给定段落:
通过“全生物质”智慧开发利用,能够拓宽农业经营领域和农民增收渠道,增加农村“绿领”就业岗位,实现农业与农村的“二次”创业与绿色复兴。“全生物质”模式的“智慧”在于:一是生物质的来源,不仅包括农、林、藻类等相关生物质主产品,而且包括秸秆、木材之外的树冠、树枝和根,以及来自于畜牧业、水产、食品工业和城乡居民生活的有机废弃物。二是在保持资源可持续、减少对环境产生负面影响的前提下,优化统筹开发、高效循环利用生物质的工业原材料功能(如化学品)、营养功能(如饲料)、能源功能(如燃料、热、电),将上游产业或其生产过程中的有机废弃物作为下游产业的原料或肥料。
(5)环境可持续与国际绿色发展需求。随着生物经济概念的进化、生物经济发展理念、战略与行动计划的推进,以及国际生物基解决方案的实施及其绿色功能的显现,生物经济已表现出与联合国可持续发展目标(SDGs)、应对全球气候变化的《巴黎协定》越来越密切的内在联系与相互关系。环境与气候变化具有全球性影响,作为负责任的新兴大国,中国在履行国际节能减排义务、为SDGs做出重大贡献、变革传统的以化石基经济为主的消费习俗等方面具有越来越多的国际担当和绿色化发展需求。
2.中国发展生物经济的对策
“绿色、健康、可持续”的目标及其发展需求,技术创新及集成,“创新与规制”的平衡,是发展生物经济的关键。
(1)层级利用生物质,发展分布式生物经济。中国生物资源丰富,类型多样,既有分布相对集中的林业、水产资源,也有相对分散的秸秆、生活有机废弃物。
依据生物质价值链,建立层级开发利用优化模式。即按生物基产品附加值高低的顺序进行生物质原料类型(脂类、糖类、蛋白质,淀粉、纤维素、木质素等)的统筹分配,高附加值的产业链在生物质原料分配利用中处于优先位置,以提高生物质总体利用效率。具体方案:一是优先将最适宜的生物质原料分配给化学品生产链,因为此类产品的附加值最高;二是将合适的生物质用于其他功能性产品如生物材料、润滑剂;三是用于生物燃料生产链;最后残余的生物质用于供热和发电。

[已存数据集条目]
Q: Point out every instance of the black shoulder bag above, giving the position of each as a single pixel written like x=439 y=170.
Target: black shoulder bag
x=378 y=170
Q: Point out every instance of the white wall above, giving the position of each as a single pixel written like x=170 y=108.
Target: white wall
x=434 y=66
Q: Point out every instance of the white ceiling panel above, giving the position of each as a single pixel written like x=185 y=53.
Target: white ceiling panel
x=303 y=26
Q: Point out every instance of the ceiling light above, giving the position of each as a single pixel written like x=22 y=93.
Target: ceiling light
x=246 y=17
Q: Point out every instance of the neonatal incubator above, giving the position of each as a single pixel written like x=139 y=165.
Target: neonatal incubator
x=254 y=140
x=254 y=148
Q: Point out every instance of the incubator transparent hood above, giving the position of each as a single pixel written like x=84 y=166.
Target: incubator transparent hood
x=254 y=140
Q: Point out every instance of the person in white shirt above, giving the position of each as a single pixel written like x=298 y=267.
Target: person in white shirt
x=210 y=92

任务说明:
将上文生物经济段落中以“(1)层级利用生物质,发展分”开头、一直到“残余的生物质用于供热和发电。”为止的内容原样重抄一遍。

练习结果:
(1)层级利用生物质,发展分布式生物经济。中国生物资源丰富,类型多样,既有分布相对集中的林业、水产资源,也有相对分散的秸秆、生活有机废弃物。
依据生物质价值链,建立层级开发利用优化模式。即按生物基产品附加值高低的顺序进行生物质原料类型(脂类、糖类、蛋白质,淀粉、纤维素、木质素等)的统筹分配,高附加值的产业链在生物质原料分配利用中处于优先位置,以提高生物质总体利用效率。具体方案:一是优先将最适宜的生物质原料分配给化学品生产链,因为此类产品的附加值最高;二是将合适的生物质用于其他功能性产品如生物材料、润滑剂;三是用于生物燃料生产链;最后残余的生物质用于供热和发电。